*Task to carry out:* Each record is to be transcribed in full and exactly.

Referring expression pointing data
Segment Open

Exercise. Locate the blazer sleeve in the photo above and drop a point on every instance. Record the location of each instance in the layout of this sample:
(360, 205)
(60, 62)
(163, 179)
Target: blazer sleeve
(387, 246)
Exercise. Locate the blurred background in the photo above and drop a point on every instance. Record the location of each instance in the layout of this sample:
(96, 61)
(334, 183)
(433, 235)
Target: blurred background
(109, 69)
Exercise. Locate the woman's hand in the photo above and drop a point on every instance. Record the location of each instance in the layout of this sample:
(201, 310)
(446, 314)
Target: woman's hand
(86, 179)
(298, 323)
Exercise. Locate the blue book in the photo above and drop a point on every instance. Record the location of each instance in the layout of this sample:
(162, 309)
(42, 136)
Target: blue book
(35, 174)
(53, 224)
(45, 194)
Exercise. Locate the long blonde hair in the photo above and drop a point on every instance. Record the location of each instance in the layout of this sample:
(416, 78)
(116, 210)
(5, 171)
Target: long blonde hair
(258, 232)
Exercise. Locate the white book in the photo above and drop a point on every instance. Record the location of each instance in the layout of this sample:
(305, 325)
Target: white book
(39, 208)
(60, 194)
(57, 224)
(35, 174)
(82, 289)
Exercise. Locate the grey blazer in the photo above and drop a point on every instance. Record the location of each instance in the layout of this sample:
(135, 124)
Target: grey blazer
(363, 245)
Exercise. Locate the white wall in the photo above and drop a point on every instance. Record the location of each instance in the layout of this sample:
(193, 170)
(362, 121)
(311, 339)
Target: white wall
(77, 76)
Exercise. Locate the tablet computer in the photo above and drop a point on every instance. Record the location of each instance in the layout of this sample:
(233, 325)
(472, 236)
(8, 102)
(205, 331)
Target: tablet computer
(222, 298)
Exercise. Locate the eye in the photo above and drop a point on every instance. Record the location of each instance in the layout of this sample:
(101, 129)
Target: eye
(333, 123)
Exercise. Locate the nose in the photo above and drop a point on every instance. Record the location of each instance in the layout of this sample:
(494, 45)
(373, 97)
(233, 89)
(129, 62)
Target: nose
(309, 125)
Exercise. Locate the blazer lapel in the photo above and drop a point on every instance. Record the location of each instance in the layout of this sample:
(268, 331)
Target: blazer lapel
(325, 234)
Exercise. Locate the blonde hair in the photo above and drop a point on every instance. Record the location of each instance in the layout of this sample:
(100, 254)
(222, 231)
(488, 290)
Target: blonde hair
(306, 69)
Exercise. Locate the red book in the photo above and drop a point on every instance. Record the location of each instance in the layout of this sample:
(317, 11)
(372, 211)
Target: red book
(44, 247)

Segment Closed

*Solution:*
Exercise. Locate the blazer sleeve in the photo above and drop a point on every instance. Record the location of each instance in the layout of this sample:
(360, 205)
(60, 62)
(163, 179)
Target: blazer sleeve
(387, 246)
Exercise. Locate the blurred background in the photo above and drop a point on every instance. Record the location of each instance in the layout of this sample:
(96, 61)
(334, 183)
(433, 235)
Target: blurred background
(109, 69)
Exercise. Locate the woman's hand in the photo above and drop a point on every instance. Record the location of each instance in the layout of this sample:
(201, 310)
(446, 314)
Target: woman's hand
(86, 179)
(298, 323)
Exercise. Locate the blue book in the photo above and drop a point on every instance. Record the location of each instance in the layout of this sample:
(162, 309)
(42, 136)
Target: blue book
(35, 174)
(53, 224)
(45, 194)
Exercise. Locate the long blonde hair in the photo above and drop a point on every instance. Record the location of each instance in the layout of this sample:
(416, 78)
(116, 210)
(5, 171)
Target: long blonde hair
(258, 232)
Exercise. Locate the white book in the photo above and drop a point on every instance. Record the location of each instance in the layout of this sample:
(305, 325)
Target: white book
(39, 208)
(60, 194)
(57, 224)
(35, 174)
(82, 289)
Exercise. Locate the grey blazer in the photo above and drop a point on every instance. Record the location of each instance in the layout of this sample:
(135, 124)
Target: grey blazer
(363, 245)
Exercise. Locate the white wall in the photo above and drop a point on every instance. Record the location of each instance in the layout of this sample:
(193, 170)
(362, 121)
(311, 339)
Target: white wall
(77, 76)
Exercise. Locate the tablet computer in the photo above and drop a point on every instance. Record the location of each instance in the layout of this sample:
(233, 325)
(472, 236)
(8, 102)
(205, 331)
Target: tablet computer
(222, 298)
Exercise. Locate the eye in the photo above and drop a point on every instance. Record the location of each instance in the layout of this sample:
(101, 129)
Target: eye
(333, 123)
Exercise. Locate the nose in the photo above and drop a point on every instance. Record the location of each instance in the layout of this sample:
(494, 45)
(373, 97)
(233, 89)
(129, 62)
Target: nose
(309, 125)
Exercise. Locate the blazer lapel in the photo above and drop a point on every instance. Record the location of each instance in the layout of this sample:
(268, 331)
Target: blazer lapel
(325, 234)
Exercise. Locate the blonde hair in the photo above and drop a point on every instance. Record the location of each instance in the layout of this sample:
(100, 254)
(222, 231)
(488, 290)
Target: blonde hair
(306, 69)
Exercise. Locate the red book in the photo above and drop a point on every instance. Record the location of each instance in the layout of this sample:
(317, 11)
(372, 211)
Target: red book
(44, 247)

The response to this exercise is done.